# start of Reading text
In any other week, the Arctic gem that appeared on the Western Isles would have been a worthy top headline. But 2014 and south-west Ireland had other ideas.

The week ahead looks set to be a traditional December mix of chilly bits and sunny bits, courtesy of a ridge of high pressure, and then a spot of milder weather coming in off the Atlantic. Almost anything could happen, but prospects of a white Christmas currently look rather slim. We’ll all settle for a white-winged Christmas, obviously.

But enough teasing. It’s time to get our teeth into this week’s tasty confection of birds.

 

 

Headline birds
Naumann’s Thrush

When news broke on 13th of a Naumann’s Thrush in Co.Cork at Ballyhooly, there will have been a sharp intake of breath amongst birders of all vintages. It’s been 17 years since the last one, in Chingford (London) in 1997, and a venerable 24 years since the first, in Chingford in 1990. To say we were overdue another one, and somewhere other than Chingford, would be an understatement to rival the hyperbole of the weather news that preceded it.

Blast from the past: Naumman's Thrush, Woodford Green
Essex, Feb 1990 (© David Cottridge)

Sadly, this latest bird wasn’t playing ball, and after being seen for some 10 minutes it was away with the Redwings it had presumably come with and was lost to sight. Fingers will be crossed to the point of cutting off all circulation that this one’s re-found in the coming days; but given the restless shifting of winter thrush flocks through the countryside, needles and haystacks spring to mind, and we’ll none of us be holding our sharply intaken breath.

Time though to take an (admittedly short) walk down memory lane where Naumann’s Thrush is concerned. The two previous accepted British records are a matter of record, and fit neatly enough into a fairly typical midwinter eastern thrush pattern of occurrence. Both were found in January and, as we may have mentioned, both were in Chingford. Technically, the first was in Woodford Green, and the second bird was in South Woodford, but the fact remains both were, in a coincidence that to this day feels a little uncomfortable, within a couple of miles of one another.

Still, there was never anything concrete to suggest that this was anything other than a spectacular coincidence, and there have been a handful of other midwinter records from elsewhere in Europe. Our first one stuck around for nearly two months… it’d be lovely if our one next managed a little longer than 10 minutes.
# end of Reading text
# start of Listed entries
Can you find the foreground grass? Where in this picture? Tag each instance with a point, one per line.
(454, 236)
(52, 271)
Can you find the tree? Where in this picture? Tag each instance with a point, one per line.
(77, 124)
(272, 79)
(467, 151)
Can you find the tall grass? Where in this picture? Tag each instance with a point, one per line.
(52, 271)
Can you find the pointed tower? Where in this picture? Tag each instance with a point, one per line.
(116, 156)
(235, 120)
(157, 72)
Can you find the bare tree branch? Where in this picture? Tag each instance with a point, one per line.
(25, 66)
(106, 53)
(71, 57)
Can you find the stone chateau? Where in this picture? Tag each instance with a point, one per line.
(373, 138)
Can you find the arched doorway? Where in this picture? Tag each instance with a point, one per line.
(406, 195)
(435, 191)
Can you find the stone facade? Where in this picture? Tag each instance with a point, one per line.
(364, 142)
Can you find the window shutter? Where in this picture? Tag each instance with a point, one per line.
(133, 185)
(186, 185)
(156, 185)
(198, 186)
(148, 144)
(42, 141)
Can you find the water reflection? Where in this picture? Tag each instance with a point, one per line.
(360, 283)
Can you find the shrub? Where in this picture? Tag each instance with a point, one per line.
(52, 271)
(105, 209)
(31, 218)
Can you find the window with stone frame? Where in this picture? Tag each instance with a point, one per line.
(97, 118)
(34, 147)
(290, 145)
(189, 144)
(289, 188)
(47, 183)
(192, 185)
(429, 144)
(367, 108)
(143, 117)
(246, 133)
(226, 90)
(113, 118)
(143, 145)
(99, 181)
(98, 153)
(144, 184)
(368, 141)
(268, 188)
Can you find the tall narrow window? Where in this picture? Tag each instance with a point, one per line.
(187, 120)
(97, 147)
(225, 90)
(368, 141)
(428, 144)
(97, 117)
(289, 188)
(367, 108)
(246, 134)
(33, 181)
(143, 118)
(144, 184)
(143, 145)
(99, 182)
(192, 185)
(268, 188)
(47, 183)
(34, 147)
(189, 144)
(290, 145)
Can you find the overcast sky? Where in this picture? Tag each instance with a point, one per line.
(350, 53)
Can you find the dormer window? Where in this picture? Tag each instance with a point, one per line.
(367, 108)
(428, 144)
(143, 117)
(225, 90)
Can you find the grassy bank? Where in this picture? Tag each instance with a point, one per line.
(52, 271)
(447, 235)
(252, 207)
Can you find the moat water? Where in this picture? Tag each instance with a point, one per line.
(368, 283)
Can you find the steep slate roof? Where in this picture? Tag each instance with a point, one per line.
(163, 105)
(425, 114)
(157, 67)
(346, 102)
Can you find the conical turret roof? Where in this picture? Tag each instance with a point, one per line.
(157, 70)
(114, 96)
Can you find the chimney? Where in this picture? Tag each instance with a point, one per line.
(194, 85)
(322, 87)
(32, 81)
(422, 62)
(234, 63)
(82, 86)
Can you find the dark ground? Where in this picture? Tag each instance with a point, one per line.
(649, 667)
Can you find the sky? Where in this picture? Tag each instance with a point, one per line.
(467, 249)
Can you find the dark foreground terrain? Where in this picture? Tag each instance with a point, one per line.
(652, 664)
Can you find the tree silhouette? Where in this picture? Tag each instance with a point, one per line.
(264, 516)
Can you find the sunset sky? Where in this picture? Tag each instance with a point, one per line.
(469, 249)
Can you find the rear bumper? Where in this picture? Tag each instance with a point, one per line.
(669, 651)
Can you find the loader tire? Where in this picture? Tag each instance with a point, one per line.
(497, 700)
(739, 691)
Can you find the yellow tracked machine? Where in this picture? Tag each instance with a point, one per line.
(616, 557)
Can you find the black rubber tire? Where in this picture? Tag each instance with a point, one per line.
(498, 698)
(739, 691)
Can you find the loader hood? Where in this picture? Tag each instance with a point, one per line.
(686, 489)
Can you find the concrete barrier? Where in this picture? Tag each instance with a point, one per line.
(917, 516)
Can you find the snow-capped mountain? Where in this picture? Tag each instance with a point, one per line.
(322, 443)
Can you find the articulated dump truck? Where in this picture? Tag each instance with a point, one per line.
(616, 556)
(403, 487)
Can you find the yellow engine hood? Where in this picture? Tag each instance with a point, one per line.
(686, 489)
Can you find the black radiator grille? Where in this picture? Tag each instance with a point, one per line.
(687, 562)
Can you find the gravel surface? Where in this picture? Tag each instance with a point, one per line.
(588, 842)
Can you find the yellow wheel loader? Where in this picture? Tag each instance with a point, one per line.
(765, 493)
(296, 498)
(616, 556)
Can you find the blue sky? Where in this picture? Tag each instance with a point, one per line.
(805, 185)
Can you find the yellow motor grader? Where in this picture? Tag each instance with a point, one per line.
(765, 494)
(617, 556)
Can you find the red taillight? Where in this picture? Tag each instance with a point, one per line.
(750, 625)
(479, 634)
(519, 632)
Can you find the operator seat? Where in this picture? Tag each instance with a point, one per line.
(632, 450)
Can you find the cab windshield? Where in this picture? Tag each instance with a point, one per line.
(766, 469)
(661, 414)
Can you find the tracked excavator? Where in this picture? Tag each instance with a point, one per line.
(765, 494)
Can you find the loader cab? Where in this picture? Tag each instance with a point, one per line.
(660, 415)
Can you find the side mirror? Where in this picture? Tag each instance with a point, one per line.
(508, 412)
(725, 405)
# end of Listed entries
- _Jobs_:
A) List every calendar year named in the bird report.
B) Using the bird report, mark each statement yes or no and quote the words that settle it: (i) The Naumann's Thrush at Ballyhooly was seen for about 10 minutes. (ii) The first British Naumann's Thrush stayed only a few days. (iii) A white Christmas looks likely.
The data have no connection to the bird report.

- _Responses_:
A) 2014, 1997, 1990

B)
(i) Yes: "after being seen for some 10 minutes it was away with the Redwings"
(ii) No: "Our first one stuck around for nearly two months"
(iii) No: "prospects of a white Christmas currently look rather slim"